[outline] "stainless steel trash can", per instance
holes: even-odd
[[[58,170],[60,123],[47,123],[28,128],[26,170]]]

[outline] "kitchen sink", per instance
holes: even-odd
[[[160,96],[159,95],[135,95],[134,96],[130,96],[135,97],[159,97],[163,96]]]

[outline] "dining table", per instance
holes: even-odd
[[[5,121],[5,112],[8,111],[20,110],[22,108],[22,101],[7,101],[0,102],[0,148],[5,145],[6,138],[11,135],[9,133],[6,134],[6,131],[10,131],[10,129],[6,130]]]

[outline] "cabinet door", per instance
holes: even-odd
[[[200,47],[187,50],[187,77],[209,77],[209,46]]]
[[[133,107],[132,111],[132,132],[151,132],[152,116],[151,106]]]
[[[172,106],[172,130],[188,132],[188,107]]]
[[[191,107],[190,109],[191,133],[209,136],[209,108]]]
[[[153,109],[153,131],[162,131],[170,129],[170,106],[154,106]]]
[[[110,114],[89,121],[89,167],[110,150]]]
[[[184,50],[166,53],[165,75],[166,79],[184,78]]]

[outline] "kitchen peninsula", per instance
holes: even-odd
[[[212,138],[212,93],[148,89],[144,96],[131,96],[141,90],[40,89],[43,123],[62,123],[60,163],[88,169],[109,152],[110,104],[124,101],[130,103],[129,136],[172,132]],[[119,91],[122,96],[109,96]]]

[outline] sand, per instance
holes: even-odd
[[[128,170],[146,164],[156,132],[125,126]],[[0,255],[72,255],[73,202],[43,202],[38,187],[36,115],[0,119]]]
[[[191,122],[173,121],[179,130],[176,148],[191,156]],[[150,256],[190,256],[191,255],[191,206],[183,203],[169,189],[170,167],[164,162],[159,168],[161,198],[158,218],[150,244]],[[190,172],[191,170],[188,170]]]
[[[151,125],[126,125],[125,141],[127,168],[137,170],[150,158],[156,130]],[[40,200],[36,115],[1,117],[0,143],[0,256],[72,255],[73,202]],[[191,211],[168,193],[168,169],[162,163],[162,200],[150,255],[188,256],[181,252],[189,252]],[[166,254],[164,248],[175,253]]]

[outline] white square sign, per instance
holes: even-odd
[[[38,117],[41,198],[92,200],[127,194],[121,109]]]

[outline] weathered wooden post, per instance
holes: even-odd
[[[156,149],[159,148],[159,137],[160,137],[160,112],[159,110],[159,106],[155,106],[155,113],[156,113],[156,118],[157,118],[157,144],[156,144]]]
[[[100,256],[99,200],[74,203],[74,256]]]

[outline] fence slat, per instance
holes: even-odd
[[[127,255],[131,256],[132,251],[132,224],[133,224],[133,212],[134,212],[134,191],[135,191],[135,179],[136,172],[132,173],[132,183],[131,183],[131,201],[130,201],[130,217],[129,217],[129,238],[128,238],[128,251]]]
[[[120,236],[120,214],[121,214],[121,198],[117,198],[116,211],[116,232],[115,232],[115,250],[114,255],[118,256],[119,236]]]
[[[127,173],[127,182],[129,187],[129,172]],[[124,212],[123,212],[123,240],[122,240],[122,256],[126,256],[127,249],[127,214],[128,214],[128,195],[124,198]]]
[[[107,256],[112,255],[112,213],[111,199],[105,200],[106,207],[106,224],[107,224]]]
——————————
### Stated task:
Copy the lines exactly, starting with the line that contains "[outline] white square sign, per instance" and going on through the last line.

### Answer to the exercise:
[outline] white square sign, per instance
holes: even-odd
[[[38,117],[41,198],[92,200],[127,194],[121,109]]]

[outline] weathered wooden post, per instance
holes: even-odd
[[[156,149],[159,148],[159,137],[160,137],[160,112],[159,110],[159,106],[155,106],[155,113],[156,113],[156,118],[157,118],[157,144],[156,144]]]
[[[100,256],[99,200],[74,203],[74,256]]]

[outline] fence slat, per instance
holes: even-odd
[[[127,255],[131,256],[132,251],[132,224],[133,224],[133,212],[134,212],[134,191],[135,191],[135,179],[136,172],[132,173],[132,183],[131,183],[131,201],[130,201],[130,217],[129,217],[129,238],[128,238],[128,251]]]
[[[120,236],[120,214],[121,214],[121,198],[117,198],[116,211],[116,232],[115,232],[115,250],[114,255],[118,256],[119,236]]]
[[[127,173],[127,182],[129,187],[129,172]],[[124,212],[123,212],[123,240],[122,240],[122,256],[126,256],[127,249],[127,214],[128,214],[128,195],[124,198]]]
[[[107,256],[112,255],[112,213],[111,199],[105,200],[106,207],[106,224],[107,224]]]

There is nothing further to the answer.